### WORK ORDER
How many lines below contain the word "return"? Answer with that number alone.

───── DATA FOR THE TASK

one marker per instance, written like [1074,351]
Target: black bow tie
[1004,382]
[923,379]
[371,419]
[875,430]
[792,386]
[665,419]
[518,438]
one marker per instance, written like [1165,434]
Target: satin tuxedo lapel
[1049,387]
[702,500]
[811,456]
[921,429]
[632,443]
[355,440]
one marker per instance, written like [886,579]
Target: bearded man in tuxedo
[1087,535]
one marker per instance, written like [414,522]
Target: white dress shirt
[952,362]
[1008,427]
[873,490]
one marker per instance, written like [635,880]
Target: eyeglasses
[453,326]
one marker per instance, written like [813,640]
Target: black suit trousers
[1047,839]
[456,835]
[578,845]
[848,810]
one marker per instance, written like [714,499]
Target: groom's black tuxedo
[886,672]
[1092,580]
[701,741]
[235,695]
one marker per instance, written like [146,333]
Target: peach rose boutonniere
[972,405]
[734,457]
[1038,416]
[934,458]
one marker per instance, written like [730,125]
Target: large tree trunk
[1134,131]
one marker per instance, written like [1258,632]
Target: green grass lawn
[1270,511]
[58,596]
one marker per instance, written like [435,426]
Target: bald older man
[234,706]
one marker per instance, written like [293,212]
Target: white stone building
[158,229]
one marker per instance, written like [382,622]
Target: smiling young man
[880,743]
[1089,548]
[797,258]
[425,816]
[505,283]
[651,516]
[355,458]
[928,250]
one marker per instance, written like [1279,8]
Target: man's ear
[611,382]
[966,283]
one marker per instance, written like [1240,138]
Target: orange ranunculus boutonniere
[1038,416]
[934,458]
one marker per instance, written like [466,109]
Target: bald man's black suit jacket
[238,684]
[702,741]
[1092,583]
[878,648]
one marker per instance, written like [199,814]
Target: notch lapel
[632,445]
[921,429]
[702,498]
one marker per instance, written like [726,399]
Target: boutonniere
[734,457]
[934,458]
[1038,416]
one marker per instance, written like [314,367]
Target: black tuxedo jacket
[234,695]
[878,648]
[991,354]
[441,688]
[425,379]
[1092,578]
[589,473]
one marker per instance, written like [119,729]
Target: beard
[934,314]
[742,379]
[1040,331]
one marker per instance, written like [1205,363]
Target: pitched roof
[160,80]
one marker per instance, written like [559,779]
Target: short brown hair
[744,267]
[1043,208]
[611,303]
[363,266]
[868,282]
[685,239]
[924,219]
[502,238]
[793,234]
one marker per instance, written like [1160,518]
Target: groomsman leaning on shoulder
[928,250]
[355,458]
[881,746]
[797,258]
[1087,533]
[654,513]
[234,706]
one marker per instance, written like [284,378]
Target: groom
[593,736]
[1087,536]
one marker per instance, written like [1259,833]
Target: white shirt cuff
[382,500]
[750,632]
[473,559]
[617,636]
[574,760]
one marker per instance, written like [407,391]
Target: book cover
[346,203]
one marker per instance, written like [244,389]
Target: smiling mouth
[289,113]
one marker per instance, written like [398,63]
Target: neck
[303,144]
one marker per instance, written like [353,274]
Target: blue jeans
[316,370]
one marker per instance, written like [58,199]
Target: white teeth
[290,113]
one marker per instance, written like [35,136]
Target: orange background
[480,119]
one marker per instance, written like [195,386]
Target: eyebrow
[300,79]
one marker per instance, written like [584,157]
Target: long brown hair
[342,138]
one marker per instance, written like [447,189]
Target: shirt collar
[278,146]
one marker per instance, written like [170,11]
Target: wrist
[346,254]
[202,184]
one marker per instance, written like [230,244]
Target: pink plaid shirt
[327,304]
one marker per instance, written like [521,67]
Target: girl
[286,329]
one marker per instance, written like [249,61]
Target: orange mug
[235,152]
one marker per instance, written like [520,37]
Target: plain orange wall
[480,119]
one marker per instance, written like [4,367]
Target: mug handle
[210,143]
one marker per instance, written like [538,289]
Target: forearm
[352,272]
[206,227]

──────────
───── DATA FOR THE TASK

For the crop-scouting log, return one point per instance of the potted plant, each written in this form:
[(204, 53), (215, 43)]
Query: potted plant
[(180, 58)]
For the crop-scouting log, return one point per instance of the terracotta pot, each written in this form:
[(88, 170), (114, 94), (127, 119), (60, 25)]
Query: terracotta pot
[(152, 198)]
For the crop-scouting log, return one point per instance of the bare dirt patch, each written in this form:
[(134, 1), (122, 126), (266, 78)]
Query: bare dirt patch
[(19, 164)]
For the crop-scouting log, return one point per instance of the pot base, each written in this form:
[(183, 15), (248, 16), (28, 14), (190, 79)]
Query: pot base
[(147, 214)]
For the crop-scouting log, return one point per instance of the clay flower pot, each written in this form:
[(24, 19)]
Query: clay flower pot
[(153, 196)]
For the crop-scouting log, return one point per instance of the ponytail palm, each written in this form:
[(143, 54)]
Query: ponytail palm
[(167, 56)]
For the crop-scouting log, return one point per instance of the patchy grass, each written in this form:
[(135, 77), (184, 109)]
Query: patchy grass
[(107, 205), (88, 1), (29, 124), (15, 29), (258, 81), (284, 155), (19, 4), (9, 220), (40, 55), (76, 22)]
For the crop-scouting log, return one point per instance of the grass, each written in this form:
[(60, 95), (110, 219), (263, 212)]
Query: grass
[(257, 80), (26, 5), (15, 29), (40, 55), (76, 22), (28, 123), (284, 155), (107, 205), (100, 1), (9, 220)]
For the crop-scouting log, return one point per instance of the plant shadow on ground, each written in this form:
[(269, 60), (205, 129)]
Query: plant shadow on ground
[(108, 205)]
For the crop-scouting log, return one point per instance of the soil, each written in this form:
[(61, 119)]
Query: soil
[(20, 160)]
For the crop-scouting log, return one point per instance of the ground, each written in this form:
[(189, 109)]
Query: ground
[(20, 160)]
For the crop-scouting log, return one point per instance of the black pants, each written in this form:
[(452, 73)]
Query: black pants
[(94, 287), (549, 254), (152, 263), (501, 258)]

──────────

### OUTPUT OF THE TASK
12